--- Text for analysis Enclosed Below ---

I try to go back to sleep, but I’m a light sleeper so I just lay in bed and try to get as much rest as I can.
5am: I get another call and this time it’s usually from the partner who’s saying it’s time to go to the hospital. I roll out of bed, brush my teeth, wash my face, pack and I have my version of the birth bag ready. It is where I dump in my toiletries, some snacks and my water bottle and head to the hospital.
5.30am: I reach the hospital. Now it’s all about supporting the birthing parent and partner as much as I can. If I’m lucky, it’s a quick birth, if not it could be more than 24 hours. My longest birth was 59 hours.
9.15am: The client has been well into active labour for the past few hours. She’s sitting on a gym ball but she’s getting tired. I look at her contraction reading on the monitors and realise the last few contractions have been irregular: two to four minutes apart and 50 to 70 seconds long. That tells me the baby may be engaging with their mother’s pelvis in an awkward angle, so we do some exercises from the Optimal Maternal Positioning’s reversing protocol to reposition the baby. The contractions space out to every four minutes apart and the client is able to get a longer break between surges.
11.05am: My client starts to despair that this baby will never come. Both her partner and I reassure her that she’s doing amazingly well, and I remind her to take it one breath at a time. She’s really struggling so I ask if she would like a cervical check to see her progress. She nods and we call for a nurse. Baby is low and she is 8cm dilated — two more centimetres to go! My client doubts she can wait that long and wants an epidural.

--- End of Enclosed Text for analysis ---
--- Entries provided Enclosed Below ---

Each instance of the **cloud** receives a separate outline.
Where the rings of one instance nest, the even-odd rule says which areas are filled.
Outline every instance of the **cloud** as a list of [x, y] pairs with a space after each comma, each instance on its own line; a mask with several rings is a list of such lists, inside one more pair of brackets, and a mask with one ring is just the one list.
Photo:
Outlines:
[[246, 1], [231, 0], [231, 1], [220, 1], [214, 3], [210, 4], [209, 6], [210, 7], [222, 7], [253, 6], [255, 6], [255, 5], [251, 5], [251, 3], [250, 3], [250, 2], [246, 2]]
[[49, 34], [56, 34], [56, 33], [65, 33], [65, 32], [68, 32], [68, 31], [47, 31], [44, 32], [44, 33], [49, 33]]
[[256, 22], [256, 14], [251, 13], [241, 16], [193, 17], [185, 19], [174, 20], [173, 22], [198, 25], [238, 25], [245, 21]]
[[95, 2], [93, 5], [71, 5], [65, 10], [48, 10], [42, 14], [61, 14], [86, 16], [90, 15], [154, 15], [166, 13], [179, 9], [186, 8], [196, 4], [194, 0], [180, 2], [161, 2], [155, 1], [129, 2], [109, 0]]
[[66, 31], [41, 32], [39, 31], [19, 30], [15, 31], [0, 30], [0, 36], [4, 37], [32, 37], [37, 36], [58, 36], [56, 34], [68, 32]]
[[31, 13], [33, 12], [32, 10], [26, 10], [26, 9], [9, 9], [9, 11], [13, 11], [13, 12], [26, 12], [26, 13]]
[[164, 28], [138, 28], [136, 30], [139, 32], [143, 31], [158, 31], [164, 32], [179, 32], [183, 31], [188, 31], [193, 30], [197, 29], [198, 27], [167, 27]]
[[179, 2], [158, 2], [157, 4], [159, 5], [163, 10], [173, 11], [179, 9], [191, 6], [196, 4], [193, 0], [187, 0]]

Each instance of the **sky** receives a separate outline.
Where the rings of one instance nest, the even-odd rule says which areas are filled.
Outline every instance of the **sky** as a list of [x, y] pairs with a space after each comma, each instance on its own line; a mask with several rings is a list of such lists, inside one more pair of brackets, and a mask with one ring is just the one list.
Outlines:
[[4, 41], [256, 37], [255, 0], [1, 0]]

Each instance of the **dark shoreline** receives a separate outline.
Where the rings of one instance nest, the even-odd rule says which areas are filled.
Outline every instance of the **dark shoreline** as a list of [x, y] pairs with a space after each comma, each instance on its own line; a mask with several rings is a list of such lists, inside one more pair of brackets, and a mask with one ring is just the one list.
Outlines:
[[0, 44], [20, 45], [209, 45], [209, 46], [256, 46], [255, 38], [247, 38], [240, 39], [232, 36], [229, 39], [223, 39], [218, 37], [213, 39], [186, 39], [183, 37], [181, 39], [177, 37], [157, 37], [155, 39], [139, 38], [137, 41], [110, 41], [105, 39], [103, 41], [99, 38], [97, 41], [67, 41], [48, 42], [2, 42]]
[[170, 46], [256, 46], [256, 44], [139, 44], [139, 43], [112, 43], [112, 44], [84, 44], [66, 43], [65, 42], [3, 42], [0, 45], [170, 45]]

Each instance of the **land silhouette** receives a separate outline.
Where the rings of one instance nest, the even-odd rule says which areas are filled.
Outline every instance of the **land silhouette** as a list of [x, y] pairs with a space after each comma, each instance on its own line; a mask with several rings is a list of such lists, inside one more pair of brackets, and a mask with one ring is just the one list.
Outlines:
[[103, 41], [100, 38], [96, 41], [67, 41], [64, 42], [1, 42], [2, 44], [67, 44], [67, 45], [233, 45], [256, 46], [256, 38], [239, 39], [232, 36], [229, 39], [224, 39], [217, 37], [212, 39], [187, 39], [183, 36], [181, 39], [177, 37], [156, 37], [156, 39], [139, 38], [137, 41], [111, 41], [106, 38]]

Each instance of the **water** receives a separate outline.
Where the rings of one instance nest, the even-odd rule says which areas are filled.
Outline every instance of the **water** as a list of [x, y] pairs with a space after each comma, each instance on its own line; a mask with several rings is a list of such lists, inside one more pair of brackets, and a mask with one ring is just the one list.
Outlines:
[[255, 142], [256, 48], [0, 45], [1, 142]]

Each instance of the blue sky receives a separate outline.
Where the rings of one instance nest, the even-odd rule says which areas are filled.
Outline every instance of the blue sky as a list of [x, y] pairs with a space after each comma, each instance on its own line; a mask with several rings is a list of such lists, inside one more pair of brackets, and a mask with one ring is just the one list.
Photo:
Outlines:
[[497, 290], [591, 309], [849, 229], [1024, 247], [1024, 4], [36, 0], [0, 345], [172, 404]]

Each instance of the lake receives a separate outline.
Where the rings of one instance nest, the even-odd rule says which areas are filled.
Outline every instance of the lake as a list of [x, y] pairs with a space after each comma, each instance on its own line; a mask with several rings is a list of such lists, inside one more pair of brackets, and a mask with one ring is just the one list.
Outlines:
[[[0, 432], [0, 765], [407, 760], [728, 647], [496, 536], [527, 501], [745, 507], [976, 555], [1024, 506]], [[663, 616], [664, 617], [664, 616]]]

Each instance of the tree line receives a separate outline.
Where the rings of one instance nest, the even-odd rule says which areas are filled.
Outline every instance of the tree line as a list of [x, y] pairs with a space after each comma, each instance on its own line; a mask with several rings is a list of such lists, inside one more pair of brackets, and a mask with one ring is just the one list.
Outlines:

--- End of Enclosed Entries provided ---

- _Exercise_
Copy the text starting with "5am: I get another" and going on through "head to the hospital.", swapping "hospital" for "birth center" each time it appears.

- _Expected answer_
5am: I get another call and this time it’s usually from the partner who’s saying it’s time to go to the birth center. I roll out of bed, brush my teeth, wash my face, pack and I have my version of the birth bag ready. It is where I dump in my toiletries, some snacks and my water bottle and head to the birth center.